(Task set)
A) Answer these questions about the comment thread, one answer per line and marked like the questions.
(i) In which tool does the first commenter say rank correlations are complicated to calculate?
(ii) What does Yokoito hope Tango will never be?
(iii) Where would the points lie in a cross plot if a pair of judges agreed perfectly?
B) Write out the comment thread from "Yokoito said..." to "with stats, no?", renaming "ballroom" to "ballroom dancing".

(Selected excerpt)
I'm so pleased that you're having such fun.

Thank you for the rank correlations; this is rather complicated to do in DAX for PowerBI, so it's super helpful to get an independent answer. I now get almost the same results for 2015, and I suspect the small differences are due to rounding at various stages of the calculation, so I will go ahead and pull in the other years. The scatter plots are pleasingly chaotic-looking, with intriguing flashes of seeming order.

Looking at the visuals, I see very little indication that there's any agreement at any level. You'd expect the bottom five to be the most likely place to find agreement if there is any, partly because of the 'floor'. Of course, most people feel there's more agreement generally on bad dancing than good, but the kind of bad that people agree on should have been eliminated by the final.

Yokoito said...

Congratulations for all this number crunching...I am deeply impressed and also a bit jealous about the spare time you must have. In any case, I agree that it is a good thing that Tango is not (yet) as standardized and regulated as ballroom. And I hope it will never be. So maybe the scores given are just for "it looks good" which would explain the large spread and the non-correlations.

El escritor said...

Yes, having some slightly guilty fun - tangueros are supposed to be in a trance rather than playing with stats, no?

Anyway, I thought about how to visualise this. I'm not sure what you're planning but I took a cross plot of the rankings for each pair of judges. If they agreed perfectly the points would lie on the 45 degree line. However, as you have obviously found, they're nothing like this. I have a neat figure showing all cross plots for a single year in the same picture, but unfortunately cannot post this in a comment!

(Data shown)

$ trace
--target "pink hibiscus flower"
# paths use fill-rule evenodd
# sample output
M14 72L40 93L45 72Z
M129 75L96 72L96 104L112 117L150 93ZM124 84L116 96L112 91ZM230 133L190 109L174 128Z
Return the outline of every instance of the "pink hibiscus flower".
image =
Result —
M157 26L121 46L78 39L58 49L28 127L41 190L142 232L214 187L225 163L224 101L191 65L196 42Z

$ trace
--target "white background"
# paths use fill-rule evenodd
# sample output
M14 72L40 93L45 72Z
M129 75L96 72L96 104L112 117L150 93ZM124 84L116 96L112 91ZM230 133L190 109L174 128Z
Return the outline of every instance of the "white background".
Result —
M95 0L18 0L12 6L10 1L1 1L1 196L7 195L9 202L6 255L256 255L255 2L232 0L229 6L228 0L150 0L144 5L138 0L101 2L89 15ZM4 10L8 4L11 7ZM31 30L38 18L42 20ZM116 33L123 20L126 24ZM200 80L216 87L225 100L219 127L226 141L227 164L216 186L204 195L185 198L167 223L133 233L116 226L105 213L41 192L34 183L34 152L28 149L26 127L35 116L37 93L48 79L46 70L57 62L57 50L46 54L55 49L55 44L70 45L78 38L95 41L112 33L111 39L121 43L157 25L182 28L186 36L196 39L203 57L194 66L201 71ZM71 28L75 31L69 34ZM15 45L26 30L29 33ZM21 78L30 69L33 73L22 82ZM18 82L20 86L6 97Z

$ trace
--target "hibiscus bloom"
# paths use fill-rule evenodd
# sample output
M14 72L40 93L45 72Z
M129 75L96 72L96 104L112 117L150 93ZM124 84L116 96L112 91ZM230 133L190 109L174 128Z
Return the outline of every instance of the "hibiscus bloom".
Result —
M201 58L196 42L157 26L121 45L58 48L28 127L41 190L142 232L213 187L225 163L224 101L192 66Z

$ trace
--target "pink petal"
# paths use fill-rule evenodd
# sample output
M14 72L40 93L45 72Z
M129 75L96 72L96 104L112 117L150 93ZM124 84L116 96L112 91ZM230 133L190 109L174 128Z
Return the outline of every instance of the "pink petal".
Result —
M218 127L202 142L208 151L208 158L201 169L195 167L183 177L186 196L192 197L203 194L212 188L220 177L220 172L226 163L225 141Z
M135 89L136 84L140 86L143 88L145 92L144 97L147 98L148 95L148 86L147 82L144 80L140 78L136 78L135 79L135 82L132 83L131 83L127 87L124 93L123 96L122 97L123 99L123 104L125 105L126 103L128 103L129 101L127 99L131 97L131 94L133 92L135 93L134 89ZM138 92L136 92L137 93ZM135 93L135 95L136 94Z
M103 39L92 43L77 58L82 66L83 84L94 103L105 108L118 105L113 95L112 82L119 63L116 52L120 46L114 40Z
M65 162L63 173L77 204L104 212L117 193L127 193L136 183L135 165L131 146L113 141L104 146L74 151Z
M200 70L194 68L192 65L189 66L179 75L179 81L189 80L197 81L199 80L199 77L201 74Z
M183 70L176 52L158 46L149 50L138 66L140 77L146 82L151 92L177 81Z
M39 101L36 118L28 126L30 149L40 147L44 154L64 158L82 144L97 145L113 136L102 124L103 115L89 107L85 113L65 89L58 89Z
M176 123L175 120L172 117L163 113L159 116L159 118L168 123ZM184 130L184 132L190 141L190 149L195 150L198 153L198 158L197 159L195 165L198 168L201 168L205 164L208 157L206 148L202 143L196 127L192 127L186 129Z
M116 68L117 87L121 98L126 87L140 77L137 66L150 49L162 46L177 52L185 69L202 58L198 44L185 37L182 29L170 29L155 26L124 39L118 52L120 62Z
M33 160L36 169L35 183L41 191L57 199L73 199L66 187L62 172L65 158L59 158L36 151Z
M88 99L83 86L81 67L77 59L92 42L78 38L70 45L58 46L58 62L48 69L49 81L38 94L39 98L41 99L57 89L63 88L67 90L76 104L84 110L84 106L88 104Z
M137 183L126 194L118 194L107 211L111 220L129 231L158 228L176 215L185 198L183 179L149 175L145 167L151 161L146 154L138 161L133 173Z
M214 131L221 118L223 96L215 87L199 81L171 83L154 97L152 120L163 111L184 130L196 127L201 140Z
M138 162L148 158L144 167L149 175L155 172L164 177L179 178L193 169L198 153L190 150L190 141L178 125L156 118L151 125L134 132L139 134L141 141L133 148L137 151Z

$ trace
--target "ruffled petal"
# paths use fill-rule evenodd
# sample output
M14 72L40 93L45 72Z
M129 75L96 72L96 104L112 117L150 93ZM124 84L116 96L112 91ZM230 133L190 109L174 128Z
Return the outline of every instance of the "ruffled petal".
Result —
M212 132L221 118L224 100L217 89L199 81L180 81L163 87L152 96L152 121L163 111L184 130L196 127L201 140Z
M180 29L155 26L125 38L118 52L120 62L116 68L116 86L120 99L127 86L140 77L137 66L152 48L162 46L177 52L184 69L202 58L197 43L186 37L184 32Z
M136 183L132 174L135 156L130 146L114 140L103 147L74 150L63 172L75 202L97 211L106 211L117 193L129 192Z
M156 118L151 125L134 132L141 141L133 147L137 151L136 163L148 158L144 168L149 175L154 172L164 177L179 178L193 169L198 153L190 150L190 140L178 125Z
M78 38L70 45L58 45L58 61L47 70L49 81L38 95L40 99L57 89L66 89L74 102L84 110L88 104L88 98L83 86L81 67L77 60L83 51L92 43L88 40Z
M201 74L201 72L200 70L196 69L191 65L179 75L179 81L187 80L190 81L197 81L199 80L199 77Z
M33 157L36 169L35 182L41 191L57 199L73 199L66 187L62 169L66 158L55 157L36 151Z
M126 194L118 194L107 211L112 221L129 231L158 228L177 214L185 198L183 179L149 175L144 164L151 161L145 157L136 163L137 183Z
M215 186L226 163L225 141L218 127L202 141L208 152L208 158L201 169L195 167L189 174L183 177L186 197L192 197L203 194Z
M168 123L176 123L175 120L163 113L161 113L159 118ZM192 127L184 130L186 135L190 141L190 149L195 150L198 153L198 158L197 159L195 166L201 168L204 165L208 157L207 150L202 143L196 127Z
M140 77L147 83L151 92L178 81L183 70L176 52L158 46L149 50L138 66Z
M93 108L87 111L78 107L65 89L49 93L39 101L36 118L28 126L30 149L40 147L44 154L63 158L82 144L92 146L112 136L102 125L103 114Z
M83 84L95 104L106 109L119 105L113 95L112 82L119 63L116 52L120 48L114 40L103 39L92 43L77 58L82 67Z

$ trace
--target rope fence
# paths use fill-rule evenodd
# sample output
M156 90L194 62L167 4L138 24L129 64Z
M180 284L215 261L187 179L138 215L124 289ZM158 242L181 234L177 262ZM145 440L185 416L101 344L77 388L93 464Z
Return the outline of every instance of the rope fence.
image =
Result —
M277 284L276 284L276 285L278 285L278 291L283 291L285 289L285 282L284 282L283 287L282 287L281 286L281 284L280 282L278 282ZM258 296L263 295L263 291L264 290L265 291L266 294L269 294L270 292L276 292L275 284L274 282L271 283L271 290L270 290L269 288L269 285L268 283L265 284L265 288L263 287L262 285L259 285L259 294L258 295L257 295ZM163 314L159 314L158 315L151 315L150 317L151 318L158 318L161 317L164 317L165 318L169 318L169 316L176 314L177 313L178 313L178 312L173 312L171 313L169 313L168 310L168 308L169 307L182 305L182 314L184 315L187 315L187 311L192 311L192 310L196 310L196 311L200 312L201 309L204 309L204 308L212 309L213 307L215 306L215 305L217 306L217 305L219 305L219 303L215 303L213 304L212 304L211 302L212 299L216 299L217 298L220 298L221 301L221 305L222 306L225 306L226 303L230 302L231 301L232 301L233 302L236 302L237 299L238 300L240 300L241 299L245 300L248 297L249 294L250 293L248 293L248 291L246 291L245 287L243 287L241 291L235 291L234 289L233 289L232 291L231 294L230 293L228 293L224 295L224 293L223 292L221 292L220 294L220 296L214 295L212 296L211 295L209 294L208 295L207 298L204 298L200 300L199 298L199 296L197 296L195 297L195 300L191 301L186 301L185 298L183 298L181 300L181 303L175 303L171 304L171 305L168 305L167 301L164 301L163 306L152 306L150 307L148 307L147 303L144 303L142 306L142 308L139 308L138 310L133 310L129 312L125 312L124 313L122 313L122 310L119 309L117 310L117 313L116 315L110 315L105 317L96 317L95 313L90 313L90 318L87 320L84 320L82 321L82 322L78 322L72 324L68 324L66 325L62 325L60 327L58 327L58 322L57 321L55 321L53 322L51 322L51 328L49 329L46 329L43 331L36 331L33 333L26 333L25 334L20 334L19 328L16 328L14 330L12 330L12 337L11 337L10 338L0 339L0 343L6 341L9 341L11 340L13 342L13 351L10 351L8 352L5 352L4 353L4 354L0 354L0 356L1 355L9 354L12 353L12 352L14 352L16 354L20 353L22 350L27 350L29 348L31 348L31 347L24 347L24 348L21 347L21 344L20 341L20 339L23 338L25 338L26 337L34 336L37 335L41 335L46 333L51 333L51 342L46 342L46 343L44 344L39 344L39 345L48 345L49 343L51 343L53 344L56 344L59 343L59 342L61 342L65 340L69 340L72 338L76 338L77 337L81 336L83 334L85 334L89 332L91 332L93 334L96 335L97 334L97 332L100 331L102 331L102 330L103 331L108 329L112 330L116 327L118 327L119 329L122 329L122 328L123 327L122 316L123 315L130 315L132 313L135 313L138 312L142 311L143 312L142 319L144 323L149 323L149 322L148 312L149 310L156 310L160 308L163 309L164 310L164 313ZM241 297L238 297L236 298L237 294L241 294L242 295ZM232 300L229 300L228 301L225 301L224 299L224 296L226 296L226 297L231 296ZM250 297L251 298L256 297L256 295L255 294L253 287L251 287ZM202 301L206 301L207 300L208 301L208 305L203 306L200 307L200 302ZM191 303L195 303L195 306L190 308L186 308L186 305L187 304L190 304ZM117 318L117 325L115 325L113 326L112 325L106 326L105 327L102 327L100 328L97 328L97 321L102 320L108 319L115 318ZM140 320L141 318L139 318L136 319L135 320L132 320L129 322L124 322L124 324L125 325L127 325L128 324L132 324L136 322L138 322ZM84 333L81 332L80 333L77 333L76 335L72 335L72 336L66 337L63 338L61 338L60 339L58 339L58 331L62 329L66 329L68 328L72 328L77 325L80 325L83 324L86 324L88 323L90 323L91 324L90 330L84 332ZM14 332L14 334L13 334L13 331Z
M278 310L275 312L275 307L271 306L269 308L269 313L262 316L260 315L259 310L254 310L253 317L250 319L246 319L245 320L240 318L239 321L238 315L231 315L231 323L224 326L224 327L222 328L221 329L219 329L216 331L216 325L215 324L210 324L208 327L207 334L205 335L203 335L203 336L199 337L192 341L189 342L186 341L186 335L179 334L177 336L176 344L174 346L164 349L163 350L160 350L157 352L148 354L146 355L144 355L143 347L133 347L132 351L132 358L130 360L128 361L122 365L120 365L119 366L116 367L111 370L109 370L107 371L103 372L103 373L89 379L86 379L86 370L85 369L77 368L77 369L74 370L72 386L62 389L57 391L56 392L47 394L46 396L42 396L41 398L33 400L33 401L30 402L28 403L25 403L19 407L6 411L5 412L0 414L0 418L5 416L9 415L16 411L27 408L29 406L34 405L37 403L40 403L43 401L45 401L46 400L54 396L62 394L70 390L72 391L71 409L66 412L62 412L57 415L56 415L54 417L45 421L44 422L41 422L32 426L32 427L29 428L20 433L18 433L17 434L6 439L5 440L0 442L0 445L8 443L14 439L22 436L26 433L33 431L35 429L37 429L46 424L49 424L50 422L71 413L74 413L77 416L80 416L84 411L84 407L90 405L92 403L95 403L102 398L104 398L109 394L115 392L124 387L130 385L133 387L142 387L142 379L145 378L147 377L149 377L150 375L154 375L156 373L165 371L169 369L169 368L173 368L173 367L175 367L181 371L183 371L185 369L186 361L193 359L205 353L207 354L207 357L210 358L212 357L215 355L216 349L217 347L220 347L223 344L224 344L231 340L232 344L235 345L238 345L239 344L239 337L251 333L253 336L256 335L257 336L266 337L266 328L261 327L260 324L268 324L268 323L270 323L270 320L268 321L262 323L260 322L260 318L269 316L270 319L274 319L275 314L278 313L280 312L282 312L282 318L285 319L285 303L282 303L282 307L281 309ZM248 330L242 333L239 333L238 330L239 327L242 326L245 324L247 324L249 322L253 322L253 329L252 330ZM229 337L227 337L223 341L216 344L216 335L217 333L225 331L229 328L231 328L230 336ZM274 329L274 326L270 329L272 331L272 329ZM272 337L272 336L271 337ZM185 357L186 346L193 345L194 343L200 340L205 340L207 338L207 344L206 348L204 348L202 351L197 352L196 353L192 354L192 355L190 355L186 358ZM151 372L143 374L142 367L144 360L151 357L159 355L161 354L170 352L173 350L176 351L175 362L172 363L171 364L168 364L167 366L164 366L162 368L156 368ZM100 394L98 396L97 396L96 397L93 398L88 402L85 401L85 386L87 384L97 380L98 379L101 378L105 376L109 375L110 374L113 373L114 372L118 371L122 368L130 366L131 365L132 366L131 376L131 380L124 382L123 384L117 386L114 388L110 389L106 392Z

(Task-by-task solutions)
A)
(i) DAX for PowerBI
(ii) As standardized and regulated as ballroom
(iii) On the 45 degree line

B)
Yokoito said...

Congratulations for all this number crunching...I am deeply impressed and also a bit jealous about the spare time you must have. In any case, I agree that it is a good thing that Tango is not (yet) as standardized and regulated as ballroom dancing. And I hope it will never be. So maybe the scores given are just for "it looks good" which would explain the large spread and the non-correlations.

El escritor said...

Yes, having some slightly guilty fun - tangueros are supposed to be in a trance rather than playing with stats, no?